(Assignment) Starting with the first line and ending with the one that holds "[ ] one point per instance of the hand holding", retype the entries exactly.
START Supplied information
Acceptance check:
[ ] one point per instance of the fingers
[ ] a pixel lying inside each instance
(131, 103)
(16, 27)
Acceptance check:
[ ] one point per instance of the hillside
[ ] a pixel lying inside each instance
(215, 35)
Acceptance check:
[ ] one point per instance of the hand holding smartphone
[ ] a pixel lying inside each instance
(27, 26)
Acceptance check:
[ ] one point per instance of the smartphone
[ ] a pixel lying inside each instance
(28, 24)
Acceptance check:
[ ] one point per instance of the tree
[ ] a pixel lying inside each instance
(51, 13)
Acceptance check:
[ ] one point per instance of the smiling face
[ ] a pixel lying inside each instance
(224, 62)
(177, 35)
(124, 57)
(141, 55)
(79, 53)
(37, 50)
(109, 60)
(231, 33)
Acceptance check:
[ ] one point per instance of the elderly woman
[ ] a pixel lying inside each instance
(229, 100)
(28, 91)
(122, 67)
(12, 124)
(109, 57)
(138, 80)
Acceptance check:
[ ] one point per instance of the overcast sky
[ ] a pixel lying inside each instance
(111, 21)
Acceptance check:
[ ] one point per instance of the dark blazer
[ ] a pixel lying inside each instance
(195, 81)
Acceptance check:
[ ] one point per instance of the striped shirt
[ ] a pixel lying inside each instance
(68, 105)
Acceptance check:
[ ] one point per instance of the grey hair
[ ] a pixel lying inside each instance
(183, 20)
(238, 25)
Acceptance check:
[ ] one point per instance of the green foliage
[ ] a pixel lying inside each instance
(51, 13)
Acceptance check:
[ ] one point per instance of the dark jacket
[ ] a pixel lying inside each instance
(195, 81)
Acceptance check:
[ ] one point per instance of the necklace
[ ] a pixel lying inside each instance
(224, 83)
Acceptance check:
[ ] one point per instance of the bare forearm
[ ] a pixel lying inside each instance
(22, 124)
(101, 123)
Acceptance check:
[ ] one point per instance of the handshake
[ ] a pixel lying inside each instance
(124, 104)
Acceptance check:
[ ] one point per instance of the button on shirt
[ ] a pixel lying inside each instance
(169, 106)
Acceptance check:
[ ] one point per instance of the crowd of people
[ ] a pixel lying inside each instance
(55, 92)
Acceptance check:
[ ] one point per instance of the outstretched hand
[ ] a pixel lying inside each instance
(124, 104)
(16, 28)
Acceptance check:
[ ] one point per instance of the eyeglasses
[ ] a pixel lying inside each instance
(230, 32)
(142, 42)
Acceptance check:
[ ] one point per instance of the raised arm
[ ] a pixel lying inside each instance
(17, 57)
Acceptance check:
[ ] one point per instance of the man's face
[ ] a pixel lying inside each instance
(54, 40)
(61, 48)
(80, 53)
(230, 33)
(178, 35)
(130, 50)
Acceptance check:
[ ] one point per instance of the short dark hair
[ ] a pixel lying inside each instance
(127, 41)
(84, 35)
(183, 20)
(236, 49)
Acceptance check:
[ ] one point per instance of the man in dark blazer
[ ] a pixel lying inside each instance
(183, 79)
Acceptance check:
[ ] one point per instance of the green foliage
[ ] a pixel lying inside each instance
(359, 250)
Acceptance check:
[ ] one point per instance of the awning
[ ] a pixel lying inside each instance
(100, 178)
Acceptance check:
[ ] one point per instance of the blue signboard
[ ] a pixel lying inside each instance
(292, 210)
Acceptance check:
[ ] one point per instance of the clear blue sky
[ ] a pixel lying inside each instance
END Supplied information
(Exercise answer)
Acceptance check:
[ ] one point per instance of the fingers
[ ] a pixel lying inside each instance
(131, 103)
(16, 27)
Acceptance check:
[ ] one point per instance of the hillside
[ ] a pixel lying inside each instance
(215, 35)
Acceptance check:
[ ] one point per instance of the hand holding smartphone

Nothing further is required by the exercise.